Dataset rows
--------

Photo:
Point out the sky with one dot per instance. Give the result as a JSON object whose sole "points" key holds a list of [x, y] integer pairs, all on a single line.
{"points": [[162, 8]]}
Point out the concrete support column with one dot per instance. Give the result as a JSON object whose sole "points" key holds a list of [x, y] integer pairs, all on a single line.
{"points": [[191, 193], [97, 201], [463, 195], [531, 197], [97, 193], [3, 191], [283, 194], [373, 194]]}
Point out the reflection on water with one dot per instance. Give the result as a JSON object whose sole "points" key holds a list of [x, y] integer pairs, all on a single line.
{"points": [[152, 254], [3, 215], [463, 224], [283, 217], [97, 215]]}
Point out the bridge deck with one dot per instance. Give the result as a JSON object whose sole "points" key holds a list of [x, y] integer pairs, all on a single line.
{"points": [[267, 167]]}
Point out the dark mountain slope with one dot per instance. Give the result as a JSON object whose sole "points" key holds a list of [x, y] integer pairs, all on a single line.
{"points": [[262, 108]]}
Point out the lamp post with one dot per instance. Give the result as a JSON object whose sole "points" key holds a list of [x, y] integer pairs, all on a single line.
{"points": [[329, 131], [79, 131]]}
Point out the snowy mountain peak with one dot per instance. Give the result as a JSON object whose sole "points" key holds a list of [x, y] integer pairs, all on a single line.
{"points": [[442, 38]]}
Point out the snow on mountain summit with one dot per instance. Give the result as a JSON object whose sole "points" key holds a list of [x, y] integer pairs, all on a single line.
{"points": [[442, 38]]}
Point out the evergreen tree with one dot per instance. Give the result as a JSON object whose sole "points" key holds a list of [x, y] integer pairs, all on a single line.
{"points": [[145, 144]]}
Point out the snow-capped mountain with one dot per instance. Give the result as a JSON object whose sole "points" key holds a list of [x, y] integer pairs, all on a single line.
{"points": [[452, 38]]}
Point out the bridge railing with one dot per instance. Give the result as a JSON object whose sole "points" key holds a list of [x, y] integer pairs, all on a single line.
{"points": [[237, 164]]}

--------

> [YOUR GOAL] Reproduce verbatim the lines that begin with the one containing "Point out the reflection" and continue through the end of the rows above, including both the first and the last line.

> [CORRECT OUTPUT]
Point out the reflection on water with one dot per instance. Give the result as a JSON object whose sole "points" key holds a list of [x, y] integer pairs, all on a single line.
{"points": [[152, 254], [3, 215], [463, 224], [283, 217], [97, 215]]}
Point out the bridge deck with one dot per instance. Give the result as a JSON object whose sole "points" key holds a list of [x, y] integer pairs, all on a single line.
{"points": [[267, 167]]}
Point out the dark mountain slope with one dot per instance. Give the result as a JSON object whose sole "points" key holds a list of [x, y] integer pairs, all on a single line.
{"points": [[262, 108]]}
Point out the lamp post with one dot per instance. Give the result as a JSON object whose sole "points" key holds a list of [x, y] integer pairs, all on a single line.
{"points": [[329, 131], [79, 131]]}
Point out the snowy mountain peak with one dot per instance. Give the result as a JSON object whose sole "points" key holds a list of [x, y] integer pairs, all on a single line.
{"points": [[442, 38]]}
Point out the snow on mountain summit with one dot per instance. Give the result as a JSON object whose sole "points" key holds a list of [x, y] integer pairs, all on a single line.
{"points": [[442, 38]]}
Point out the evergreen tree with one dot per instance. Give the result as a JSON object whose sole "points" key holds a list of [x, y] integer pairs, all on a single line.
{"points": [[145, 144]]}
Point out the snow-capped mountain with one dot per instance. Give the result as a JSON object whose sole "points" key holds a list of [x, y] integer pairs, all on a single line.
{"points": [[452, 38]]}
Point out the bridge railing with one dot per instance. Give the result as a JSON object whose sole "points" key holds a list of [x, y] integer pairs, all on a single line.
{"points": [[237, 164]]}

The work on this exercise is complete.